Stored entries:
-.-.-

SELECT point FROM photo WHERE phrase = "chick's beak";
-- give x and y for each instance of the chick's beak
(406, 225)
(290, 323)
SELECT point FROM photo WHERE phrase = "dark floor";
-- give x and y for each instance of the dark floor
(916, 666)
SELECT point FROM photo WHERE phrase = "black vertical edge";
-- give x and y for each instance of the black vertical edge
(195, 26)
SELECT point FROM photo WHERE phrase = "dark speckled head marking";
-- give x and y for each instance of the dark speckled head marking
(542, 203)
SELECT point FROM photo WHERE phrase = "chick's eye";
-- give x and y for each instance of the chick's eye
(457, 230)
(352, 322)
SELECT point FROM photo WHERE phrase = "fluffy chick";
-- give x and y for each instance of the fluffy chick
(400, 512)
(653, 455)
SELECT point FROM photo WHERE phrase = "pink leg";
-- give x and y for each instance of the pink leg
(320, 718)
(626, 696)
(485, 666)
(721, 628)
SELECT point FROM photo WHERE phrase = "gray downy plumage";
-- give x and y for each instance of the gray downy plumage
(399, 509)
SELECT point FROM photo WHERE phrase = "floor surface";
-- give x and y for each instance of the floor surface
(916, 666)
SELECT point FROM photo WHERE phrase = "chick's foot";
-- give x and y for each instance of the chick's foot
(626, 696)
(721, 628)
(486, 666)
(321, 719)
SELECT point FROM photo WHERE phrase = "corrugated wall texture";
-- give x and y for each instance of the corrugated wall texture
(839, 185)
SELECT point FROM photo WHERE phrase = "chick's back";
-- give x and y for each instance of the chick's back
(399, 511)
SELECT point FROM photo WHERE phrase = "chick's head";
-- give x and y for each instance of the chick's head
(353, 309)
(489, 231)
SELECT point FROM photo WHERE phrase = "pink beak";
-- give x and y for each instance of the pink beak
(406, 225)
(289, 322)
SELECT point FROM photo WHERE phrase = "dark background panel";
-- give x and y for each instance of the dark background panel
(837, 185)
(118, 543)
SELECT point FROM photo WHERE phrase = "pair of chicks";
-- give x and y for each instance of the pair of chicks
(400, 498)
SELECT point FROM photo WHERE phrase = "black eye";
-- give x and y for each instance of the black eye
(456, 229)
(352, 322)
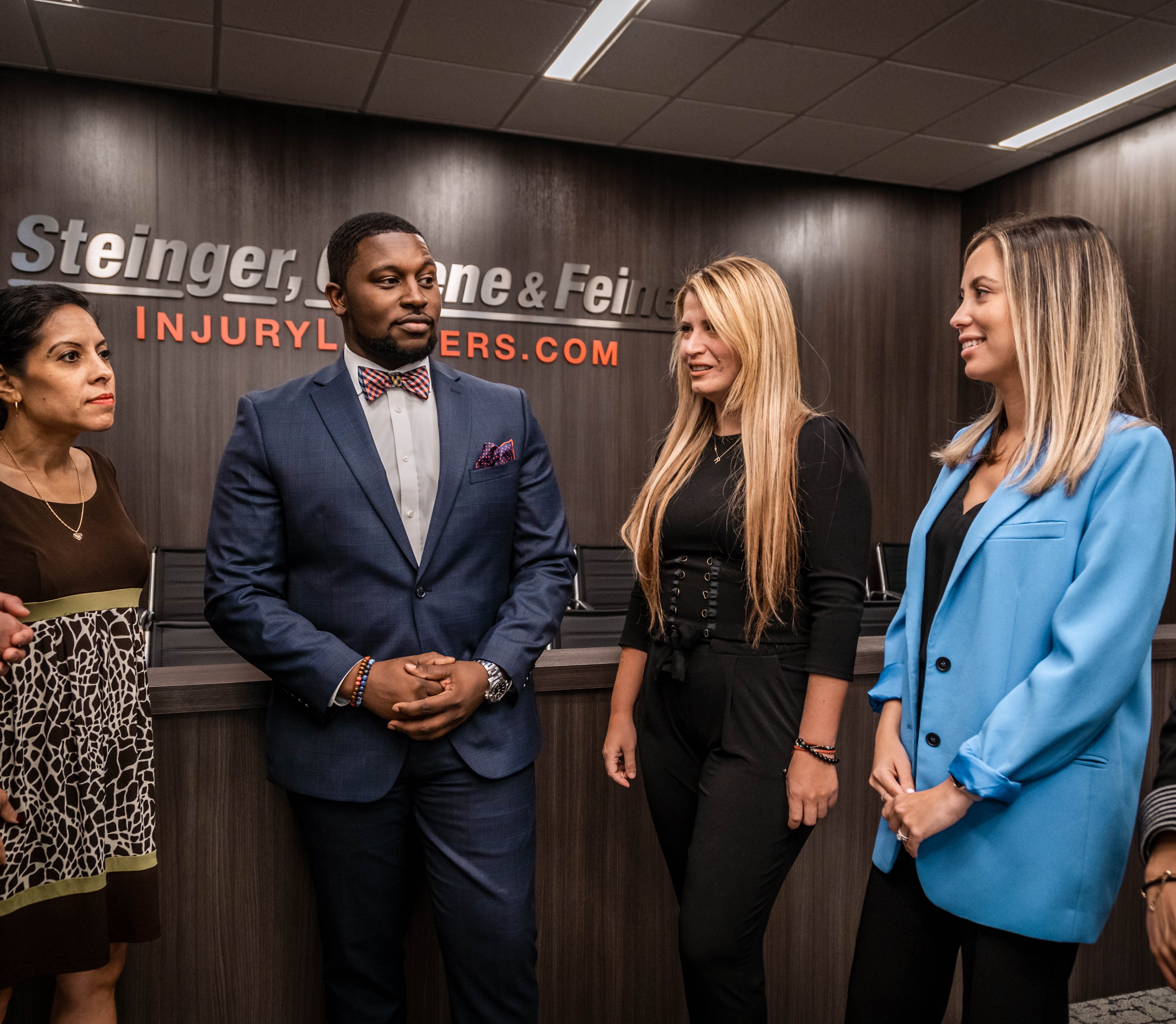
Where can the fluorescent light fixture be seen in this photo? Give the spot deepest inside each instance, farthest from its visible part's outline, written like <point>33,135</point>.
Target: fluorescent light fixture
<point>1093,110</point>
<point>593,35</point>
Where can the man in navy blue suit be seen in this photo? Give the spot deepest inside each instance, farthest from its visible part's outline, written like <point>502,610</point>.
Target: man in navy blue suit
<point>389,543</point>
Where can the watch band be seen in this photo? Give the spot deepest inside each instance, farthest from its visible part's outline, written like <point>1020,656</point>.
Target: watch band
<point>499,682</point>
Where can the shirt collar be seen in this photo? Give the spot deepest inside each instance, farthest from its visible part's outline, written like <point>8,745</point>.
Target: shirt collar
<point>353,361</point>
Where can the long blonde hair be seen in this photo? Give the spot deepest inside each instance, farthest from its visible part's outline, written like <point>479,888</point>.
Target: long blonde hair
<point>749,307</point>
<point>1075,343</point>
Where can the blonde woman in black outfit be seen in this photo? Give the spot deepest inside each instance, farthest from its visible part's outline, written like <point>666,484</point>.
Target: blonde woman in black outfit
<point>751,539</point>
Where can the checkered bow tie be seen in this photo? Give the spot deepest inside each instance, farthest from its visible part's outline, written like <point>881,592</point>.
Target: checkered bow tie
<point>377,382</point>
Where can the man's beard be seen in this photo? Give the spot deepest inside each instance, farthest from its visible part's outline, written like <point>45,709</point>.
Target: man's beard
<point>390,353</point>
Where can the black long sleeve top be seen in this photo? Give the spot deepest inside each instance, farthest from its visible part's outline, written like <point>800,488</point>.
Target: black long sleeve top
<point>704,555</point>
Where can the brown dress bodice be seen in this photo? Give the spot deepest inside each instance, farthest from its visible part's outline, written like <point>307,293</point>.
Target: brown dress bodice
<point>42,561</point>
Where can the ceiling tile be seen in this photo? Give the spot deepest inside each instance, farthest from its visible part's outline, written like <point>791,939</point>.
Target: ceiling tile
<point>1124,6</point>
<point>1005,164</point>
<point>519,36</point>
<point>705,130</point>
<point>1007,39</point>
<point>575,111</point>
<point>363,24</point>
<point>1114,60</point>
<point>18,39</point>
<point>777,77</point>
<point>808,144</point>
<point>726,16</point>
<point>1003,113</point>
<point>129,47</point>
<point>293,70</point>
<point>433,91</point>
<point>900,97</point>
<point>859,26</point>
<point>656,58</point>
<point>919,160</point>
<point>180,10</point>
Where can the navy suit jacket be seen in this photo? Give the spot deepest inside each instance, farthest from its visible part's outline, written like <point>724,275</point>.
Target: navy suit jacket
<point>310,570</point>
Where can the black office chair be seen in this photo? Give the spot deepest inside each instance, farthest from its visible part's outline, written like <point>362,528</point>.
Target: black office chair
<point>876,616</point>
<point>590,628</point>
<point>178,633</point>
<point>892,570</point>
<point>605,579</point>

-.-.-

PROBLEM REQUIREMENTS => Set down every entry above exactly as written, but skip the pictures.

YOUR RESPONSE =>
SELECT point FROM photo WHERE phrase = "chick's beak";
-- give x and y for each instance of the chick's beak
(406, 225)
(290, 323)
SELECT point FROM photo WHERE phrase = "dark floor";
-- give x and y for each instance of the dark floor
(916, 666)
SELECT point FROM photo WHERE phrase = "black vertical edge";
-- give x and y for each instance of the black vertical edge
(195, 26)
SELECT point FROM photo WHERE phrase = "dark speckled head marking";
-- give x and y for each instance of the dark speckled head marking
(542, 203)
SELECT point FROM photo WHERE phrase = "chick's eye";
-- give x and y for each instance of the chick's eye
(457, 230)
(352, 322)
SELECT point FROM photo WHERE phrase = "fluffy chick";
-- give x and y for each instance of the fluffy chick
(400, 512)
(653, 455)
SELECT point FROM photo WHERE phrase = "pink leg";
-- give x and y for each instance of the pink leg
(320, 718)
(626, 696)
(485, 666)
(721, 628)
SELECT point FROM photo WHERE phrase = "gray downy plumage";
-- give x and y for each instance of the gray downy plumage
(399, 509)
SELECT point FROM photo WHERE phrase = "floor surface";
-- give x and y for each instance of the floor surface
(916, 666)
SELECT point FROM photo WHERE phrase = "chick's foot";
-- give x and y for each instance of the chick's foot
(626, 696)
(721, 628)
(486, 666)
(321, 719)
SELECT point FROM photo WHERE phrase = "corrugated wall texture";
-- give x and y for each instance of the corrugated wall texture
(839, 185)
SELECT point FROM photo WHERE phrase = "chick's back";
-- give x and y for each instance of the chick's back
(399, 511)
SELECT point FROM photo WHERE phrase = "chick's head";
-- give x and y for each instance of the chick's head
(353, 309)
(489, 231)
SELECT point FROM photo WHERE phrase = "pink beak";
-- give x and y for each instance of the pink beak
(406, 225)
(289, 322)
SELECT point FROM photo WHERE phrase = "dark background panel";
-- give x and y for each instance of the dark background panel
(837, 185)
(118, 543)
SELECT point FROM photo WHERE phrase = "pair of chicks";
-- give x and y for each instance of the pair of chicks
(400, 498)
SELECT point FROM photo WHERE phrase = "black eye";
-- give x and y for each instance of the black eye
(456, 229)
(352, 322)
Where can the fluorescent light fixture be seen in this photo? Give the spot deepest inside each instance, farthest from its visible part's outline, written like <point>33,135</point>.
Target: fluorescent light fixture
<point>1093,110</point>
<point>593,35</point>
Where can the man in navy blue suit be seen in this photo? Give the spot deepest inside each instance, farthest from its visible part's outline, written like <point>502,610</point>.
Target: man in navy blue suit
<point>389,543</point>
Where can the watch band be seen in this photo? Give the spot deepest inside each instance, farthest from its visible part's outline, written like <point>1020,656</point>.
Target: watch band
<point>499,682</point>
Where can the shirt collar be seen in this photo? Give the spot deepest inside each instance, farthest from its visible part's outline, written like <point>8,745</point>.
Target: shirt collar
<point>353,361</point>
Where can the long blonde hair be seen in this photo? Give the spot deepest inside each instance, farthest from its visible part's outline, written like <point>479,888</point>.
Target: long blonde hair
<point>749,307</point>
<point>1075,343</point>
Where can the blonde woman in black outfit be seen in this photo? Give the spot deepest inside each instance, farthest from its visible part's outline, written like <point>666,484</point>.
Target: blonde woman in black outfit
<point>751,539</point>
Where can the checkered bow tie be seen in this photo? Give the spot deepest inside each instance, farthest from its visible part's outline, written like <point>881,592</point>.
Target: checkered bow tie
<point>377,382</point>
Where can the man's beard be seen in this photo? Give the spot deepest inside each instance, farthest from its visible part's outline, written like <point>45,709</point>.
Target: man's beard
<point>390,353</point>
Where can the black long sleeve top be seen in this photo? Give the spot deepest inside each instance, farthest from its visible part's outline, written like <point>800,488</point>.
Target: black long sleeve top
<point>704,555</point>
Where can the brown dress bodice be seen in this photo? Give the spot deepest inside each instance, farthest from its visible part's outline, written like <point>307,293</point>.
Target: brown dress bodice
<point>42,561</point>
Where can the ceiling tile be seen in this photo? Give the spot deepest inside each instance, farthest from its visible part's outline, written like <point>791,939</point>.
Target: ceiling tile
<point>1124,6</point>
<point>1005,164</point>
<point>519,36</point>
<point>705,130</point>
<point>1007,39</point>
<point>575,111</point>
<point>363,24</point>
<point>1114,60</point>
<point>18,39</point>
<point>777,77</point>
<point>808,144</point>
<point>726,16</point>
<point>1003,113</point>
<point>129,47</point>
<point>293,70</point>
<point>433,91</point>
<point>900,97</point>
<point>859,26</point>
<point>656,58</point>
<point>919,160</point>
<point>180,10</point>
Where can the navy suit jacket be seen in this photo? Give the spot deepest inside each instance, farthest from its visible part's outline, written like <point>724,275</point>.
Target: navy suit jacket
<point>310,570</point>
Where can the black office chair be seen in this photo? Give the spot deepest inside each instance, farthest from its visible part's outline, written like <point>362,528</point>.
Target: black office chair
<point>876,616</point>
<point>590,628</point>
<point>178,633</point>
<point>892,570</point>
<point>605,579</point>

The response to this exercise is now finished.